Aim of the task:
Set out the records below as a Markdown table with the columns Row and Entry. Put each line's number under Row and the line itself under Entry, leaving out any blank lines.

Extracted data:

·····

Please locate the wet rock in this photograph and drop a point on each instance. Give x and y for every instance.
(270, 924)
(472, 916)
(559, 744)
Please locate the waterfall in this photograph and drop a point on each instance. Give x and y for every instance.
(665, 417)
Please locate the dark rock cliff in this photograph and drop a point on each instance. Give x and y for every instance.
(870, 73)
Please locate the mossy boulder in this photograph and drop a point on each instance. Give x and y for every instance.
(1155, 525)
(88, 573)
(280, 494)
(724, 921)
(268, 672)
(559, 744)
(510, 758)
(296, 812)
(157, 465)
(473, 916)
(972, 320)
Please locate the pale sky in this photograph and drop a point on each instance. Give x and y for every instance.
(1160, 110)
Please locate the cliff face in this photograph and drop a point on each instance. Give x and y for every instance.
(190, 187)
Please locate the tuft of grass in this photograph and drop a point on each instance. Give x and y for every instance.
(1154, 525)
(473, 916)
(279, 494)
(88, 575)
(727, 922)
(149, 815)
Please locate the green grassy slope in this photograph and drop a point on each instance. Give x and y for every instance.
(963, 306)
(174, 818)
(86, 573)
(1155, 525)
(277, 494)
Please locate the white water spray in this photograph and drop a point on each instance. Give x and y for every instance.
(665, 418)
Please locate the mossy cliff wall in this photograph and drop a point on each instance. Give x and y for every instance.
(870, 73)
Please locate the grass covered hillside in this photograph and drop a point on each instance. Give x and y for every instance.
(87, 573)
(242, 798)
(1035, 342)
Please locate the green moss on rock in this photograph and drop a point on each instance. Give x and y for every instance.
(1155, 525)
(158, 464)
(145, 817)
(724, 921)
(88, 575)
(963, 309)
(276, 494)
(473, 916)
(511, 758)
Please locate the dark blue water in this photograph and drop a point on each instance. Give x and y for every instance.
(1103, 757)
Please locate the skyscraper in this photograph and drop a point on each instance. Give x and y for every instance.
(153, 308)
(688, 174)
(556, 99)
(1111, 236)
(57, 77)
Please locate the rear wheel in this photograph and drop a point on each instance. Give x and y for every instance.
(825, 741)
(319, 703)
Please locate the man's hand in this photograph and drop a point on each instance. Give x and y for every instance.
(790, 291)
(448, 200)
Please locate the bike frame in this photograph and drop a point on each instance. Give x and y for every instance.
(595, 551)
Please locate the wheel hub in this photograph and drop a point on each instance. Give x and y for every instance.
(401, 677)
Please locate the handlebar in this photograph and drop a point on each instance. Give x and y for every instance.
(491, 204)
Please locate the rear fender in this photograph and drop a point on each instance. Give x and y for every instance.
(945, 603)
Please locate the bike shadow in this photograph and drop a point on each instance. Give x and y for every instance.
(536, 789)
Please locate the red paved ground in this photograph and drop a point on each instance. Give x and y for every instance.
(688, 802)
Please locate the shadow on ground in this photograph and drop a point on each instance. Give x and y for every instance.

·····

Answer for the task:
| Row | Entry |
|---|---|
| 1 | Please locate the wet rock in this photograph and drop a point on each instance. Give x and y for every instance. |
| 2 | (270, 924) |
| 3 | (472, 916) |
| 4 | (559, 744) |
| 5 | Please locate the waterfall in this photograph and drop a point on each instance. Give x and y for every instance. |
| 6 | (665, 417) |
| 7 | Please locate the dark rock cliff in this photograph and drop a point on each instance. Give x and y for every instance. |
| 8 | (870, 73) |
| 9 | Please locate the mossy boulder in this photograph and drop a point on each instance. Give x and y for every instance. |
| 10 | (1155, 525) |
| 11 | (88, 573) |
| 12 | (280, 494) |
| 13 | (724, 921) |
| 14 | (268, 672) |
| 15 | (559, 744) |
| 16 | (510, 758) |
| 17 | (296, 812) |
| 18 | (157, 465) |
| 19 | (473, 916) |
| 20 | (972, 320) |
| 21 | Please locate the pale sky in this photograph and drop a point on each instance. Give x and y for every instance. |
| 22 | (1160, 110) |
| 23 | Please locate the cliff face in this photograph and drop a point on each instance. Give x and y for every instance. |
| 24 | (190, 187) |
| 25 | Please locate the tuft of grass in this photograph and drop a point on each instance. Give x and y for every instance. |
| 26 | (1154, 525) |
| 27 | (473, 916) |
| 28 | (279, 494) |
| 29 | (88, 575) |
| 30 | (727, 922) |
| 31 | (149, 815) |
| 32 | Please locate the green grassy slope in this photograph and drop a point on each instance. Give x and y for every instance. |
| 33 | (963, 306) |
| 34 | (174, 818) |
| 35 | (86, 573) |
| 36 | (1155, 525) |
| 37 | (277, 494) |
| 38 | Please locate the white water spray in this photograph and drop a point on each instance. Give x and y for every instance. |
| 39 | (665, 418) |
| 40 | Please locate the mossy cliff wall in this photograph and drop a point on each instance. Give x and y for every instance. |
| 41 | (870, 73) |
| 42 | Please locate the grass covered hillside in this photograph and drop a point on each instance. Give x and y for every instance. |
| 43 | (87, 573) |
| 44 | (242, 798) |
| 45 | (1035, 342) |
| 46 | Please locate the green moss on rock in this photograph and drop a point on each instance. Give x and y for every instance. |
| 47 | (1155, 525) |
| 48 | (158, 464) |
| 49 | (145, 817) |
| 50 | (724, 921) |
| 51 | (88, 575) |
| 52 | (963, 309) |
| 53 | (276, 494) |
| 54 | (473, 916) |
| 55 | (511, 758) |
| 56 | Please locate the dark blue water in this photograph and drop a point on each instance. Give x and y for every instance. |
| 57 | (1103, 757) |
| 58 | Please locate the skyscraper in this photograph and drop a point on each instance. Give x and y for every instance. |
| 59 | (153, 308) |
| 60 | (688, 174) |
| 61 | (556, 99) |
| 62 | (1111, 236) |
| 63 | (57, 77) |
| 64 | Please locate the rear wheel in this photograph and drop a point on each instance. Give x and y for every instance. |
| 65 | (825, 741) |
| 66 | (319, 703) |
| 67 | Please locate the man's hand in this photograph and drop a point on each instance. Give x and y for every instance. |
| 68 | (790, 291) |
| 69 | (448, 200) |
| 70 | Please locate the bike frame in this photograph and drop a point on each instance. Give x and y for every instance. |
| 71 | (595, 551) |
| 72 | Please locate the wheel hub in this photograph and drop a point on each instance. Give x and y for every instance. |
| 73 | (401, 677) |
| 74 | Please locate the handlebar in this photograph and drop a point on each instance. Give x and y for every instance. |
| 75 | (491, 204) |
| 76 | Please locate the rear fender in this photograph and drop a point on each instance. Give x and y for every instance. |
| 77 | (945, 603) |
| 78 | Please locate the bike shadow in this photograph and drop a point on each instance. Give x and y for every instance. |
| 79 | (536, 789) |
| 80 | Please locate the red paved ground in this photograph and drop a point on each instance. Give x and y for every instance. |
| 81 | (688, 802) |
| 82 | Please locate the shadow on ground in this photograph and drop a point on each instance. Give x and y for every instance. |